— Begin RECORDS TO USE —

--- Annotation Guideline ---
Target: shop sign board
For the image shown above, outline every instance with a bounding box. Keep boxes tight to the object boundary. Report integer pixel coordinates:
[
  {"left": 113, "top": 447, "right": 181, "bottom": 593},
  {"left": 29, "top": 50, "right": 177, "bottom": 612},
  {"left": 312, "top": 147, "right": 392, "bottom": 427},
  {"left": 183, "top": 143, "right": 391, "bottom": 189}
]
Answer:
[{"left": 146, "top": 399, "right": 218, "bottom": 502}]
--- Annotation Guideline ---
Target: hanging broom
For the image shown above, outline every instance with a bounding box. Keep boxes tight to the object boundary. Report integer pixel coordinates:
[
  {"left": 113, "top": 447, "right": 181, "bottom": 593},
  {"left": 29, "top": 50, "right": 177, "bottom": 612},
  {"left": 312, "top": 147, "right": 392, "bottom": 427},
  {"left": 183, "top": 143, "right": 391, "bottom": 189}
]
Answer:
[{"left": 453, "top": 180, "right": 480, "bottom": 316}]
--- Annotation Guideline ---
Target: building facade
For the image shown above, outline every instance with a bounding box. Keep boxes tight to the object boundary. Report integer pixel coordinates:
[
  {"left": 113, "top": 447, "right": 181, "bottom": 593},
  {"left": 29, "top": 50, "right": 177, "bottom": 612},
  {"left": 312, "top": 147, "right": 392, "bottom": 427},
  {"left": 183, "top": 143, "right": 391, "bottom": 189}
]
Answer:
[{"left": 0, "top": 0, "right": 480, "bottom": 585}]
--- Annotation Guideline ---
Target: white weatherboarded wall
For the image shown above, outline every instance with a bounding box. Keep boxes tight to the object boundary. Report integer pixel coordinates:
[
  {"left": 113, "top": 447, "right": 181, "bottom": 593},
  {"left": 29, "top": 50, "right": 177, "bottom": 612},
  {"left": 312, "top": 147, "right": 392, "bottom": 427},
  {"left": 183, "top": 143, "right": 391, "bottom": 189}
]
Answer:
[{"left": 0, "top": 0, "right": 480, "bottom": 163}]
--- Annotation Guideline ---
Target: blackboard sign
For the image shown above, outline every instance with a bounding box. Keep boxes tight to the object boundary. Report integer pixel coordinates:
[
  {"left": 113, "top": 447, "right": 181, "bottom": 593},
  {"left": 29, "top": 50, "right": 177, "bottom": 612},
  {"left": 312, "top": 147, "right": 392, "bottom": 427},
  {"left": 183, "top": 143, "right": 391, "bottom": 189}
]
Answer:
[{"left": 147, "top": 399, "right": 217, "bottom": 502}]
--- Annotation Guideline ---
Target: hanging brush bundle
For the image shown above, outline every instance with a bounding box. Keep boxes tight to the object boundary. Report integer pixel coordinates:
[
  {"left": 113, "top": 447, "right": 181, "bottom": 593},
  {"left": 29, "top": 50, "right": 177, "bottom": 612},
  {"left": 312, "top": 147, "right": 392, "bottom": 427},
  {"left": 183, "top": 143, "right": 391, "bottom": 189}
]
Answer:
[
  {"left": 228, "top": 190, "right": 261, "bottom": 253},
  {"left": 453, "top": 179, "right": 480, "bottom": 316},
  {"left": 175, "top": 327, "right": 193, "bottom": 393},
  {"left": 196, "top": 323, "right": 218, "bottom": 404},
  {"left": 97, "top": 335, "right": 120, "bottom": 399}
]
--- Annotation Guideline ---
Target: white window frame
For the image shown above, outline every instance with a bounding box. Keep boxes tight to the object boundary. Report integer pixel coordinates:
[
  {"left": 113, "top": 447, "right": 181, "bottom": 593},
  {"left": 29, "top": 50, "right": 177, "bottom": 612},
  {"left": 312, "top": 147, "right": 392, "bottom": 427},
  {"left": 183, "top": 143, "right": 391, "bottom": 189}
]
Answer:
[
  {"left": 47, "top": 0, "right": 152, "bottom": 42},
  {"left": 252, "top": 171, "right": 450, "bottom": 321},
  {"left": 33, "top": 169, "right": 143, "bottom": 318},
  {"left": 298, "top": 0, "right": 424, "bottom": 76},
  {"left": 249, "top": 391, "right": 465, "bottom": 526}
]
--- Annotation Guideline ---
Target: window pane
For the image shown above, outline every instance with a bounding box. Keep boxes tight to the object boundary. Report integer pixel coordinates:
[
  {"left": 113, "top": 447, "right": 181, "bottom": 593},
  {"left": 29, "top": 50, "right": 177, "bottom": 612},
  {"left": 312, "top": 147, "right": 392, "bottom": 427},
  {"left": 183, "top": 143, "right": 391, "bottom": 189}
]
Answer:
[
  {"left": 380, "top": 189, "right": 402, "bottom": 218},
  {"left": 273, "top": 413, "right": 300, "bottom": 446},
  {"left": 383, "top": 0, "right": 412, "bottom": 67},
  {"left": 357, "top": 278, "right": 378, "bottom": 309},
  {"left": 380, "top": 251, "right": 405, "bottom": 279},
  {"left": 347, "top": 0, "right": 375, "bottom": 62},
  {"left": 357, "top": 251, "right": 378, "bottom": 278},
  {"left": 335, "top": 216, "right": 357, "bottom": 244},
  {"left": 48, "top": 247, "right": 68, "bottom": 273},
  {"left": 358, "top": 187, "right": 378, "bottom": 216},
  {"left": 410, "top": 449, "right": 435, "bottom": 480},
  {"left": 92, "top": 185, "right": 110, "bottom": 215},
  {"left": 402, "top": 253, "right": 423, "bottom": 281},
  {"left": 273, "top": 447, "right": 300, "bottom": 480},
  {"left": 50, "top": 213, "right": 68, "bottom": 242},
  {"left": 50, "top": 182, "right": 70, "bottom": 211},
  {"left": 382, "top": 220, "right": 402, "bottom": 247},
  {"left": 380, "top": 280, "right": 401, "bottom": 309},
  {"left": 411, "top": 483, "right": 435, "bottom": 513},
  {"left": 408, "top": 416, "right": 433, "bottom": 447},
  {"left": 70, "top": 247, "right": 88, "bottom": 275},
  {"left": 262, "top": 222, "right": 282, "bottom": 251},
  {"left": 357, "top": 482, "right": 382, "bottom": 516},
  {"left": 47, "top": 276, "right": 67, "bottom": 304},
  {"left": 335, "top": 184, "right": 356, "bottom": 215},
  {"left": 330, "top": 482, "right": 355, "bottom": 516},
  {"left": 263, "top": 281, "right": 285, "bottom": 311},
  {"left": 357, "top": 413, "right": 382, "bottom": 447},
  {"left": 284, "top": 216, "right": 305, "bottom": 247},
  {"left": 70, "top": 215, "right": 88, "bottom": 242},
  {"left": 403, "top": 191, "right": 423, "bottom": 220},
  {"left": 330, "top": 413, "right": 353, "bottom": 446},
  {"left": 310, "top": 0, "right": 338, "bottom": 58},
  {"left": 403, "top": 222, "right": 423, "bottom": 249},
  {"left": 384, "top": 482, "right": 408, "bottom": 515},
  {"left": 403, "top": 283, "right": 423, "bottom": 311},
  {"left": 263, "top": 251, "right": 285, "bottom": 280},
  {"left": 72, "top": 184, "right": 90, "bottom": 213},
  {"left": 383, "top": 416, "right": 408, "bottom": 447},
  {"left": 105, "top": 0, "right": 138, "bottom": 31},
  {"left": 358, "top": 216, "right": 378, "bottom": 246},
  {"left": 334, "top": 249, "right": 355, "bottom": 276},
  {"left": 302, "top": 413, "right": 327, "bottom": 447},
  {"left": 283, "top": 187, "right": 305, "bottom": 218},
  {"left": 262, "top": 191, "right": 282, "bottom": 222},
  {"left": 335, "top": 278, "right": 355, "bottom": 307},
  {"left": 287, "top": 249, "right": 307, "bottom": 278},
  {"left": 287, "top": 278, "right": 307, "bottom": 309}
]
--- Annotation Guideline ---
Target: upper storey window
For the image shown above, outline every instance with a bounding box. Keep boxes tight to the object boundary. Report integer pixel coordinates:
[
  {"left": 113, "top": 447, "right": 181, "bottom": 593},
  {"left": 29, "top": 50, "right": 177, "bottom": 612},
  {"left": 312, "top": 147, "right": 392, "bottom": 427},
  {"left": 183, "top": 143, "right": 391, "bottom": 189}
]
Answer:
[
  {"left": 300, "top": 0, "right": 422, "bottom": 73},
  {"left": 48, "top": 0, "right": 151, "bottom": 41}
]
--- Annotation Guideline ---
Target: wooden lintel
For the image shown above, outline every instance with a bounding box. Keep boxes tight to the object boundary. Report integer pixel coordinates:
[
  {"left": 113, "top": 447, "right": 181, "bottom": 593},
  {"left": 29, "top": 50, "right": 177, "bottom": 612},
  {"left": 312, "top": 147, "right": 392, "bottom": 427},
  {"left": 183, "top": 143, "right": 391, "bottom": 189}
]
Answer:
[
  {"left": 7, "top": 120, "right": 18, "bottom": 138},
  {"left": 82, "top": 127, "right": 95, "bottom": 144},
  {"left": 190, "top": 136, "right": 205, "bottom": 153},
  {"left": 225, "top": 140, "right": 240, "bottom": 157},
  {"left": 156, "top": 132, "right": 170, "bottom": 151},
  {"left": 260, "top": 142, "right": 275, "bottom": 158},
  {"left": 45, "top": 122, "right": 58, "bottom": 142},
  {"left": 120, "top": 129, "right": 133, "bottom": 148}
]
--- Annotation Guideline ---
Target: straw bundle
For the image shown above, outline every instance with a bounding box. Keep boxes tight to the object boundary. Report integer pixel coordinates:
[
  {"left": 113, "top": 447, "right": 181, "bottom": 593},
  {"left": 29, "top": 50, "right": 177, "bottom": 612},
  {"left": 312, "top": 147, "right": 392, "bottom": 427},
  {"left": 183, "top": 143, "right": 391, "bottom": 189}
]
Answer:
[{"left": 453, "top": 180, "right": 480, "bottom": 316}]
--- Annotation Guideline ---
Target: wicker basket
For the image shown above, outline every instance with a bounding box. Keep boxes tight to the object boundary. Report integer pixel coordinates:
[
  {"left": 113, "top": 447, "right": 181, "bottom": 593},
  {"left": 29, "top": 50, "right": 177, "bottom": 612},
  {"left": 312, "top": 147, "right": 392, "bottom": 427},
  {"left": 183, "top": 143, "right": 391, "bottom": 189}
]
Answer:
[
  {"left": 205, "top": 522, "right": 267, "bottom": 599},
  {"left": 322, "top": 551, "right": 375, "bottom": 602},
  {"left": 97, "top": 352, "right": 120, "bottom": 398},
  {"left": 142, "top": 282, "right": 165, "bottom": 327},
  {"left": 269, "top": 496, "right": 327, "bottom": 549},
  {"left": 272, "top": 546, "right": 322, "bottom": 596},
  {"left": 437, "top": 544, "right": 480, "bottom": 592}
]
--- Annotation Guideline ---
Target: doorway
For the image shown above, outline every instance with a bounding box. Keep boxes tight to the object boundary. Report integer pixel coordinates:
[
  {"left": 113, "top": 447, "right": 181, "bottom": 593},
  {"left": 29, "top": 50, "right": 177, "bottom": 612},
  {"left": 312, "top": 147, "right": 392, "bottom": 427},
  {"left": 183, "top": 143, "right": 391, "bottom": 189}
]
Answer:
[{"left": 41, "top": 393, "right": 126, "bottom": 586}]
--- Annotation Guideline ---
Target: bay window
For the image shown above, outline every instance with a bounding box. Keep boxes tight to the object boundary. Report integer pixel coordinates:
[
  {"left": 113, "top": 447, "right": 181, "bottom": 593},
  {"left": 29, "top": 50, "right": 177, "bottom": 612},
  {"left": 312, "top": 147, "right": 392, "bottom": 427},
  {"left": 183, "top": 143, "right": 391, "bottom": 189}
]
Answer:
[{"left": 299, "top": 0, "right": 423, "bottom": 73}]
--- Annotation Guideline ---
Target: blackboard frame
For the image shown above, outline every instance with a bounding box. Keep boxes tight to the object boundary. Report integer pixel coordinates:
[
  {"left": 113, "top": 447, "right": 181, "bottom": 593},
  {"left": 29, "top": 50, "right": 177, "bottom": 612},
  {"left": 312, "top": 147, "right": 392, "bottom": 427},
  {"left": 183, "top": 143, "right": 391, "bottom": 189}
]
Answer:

— End RECORDS TO USE —

→ **BRIEF**
Gather every line from the rows above that contains the string "bundle", copying each line in full. Treat the match as case-sensitive.

→ **WRITTEN SOLUTION**
Target: hanging brush bundle
Target: straw bundle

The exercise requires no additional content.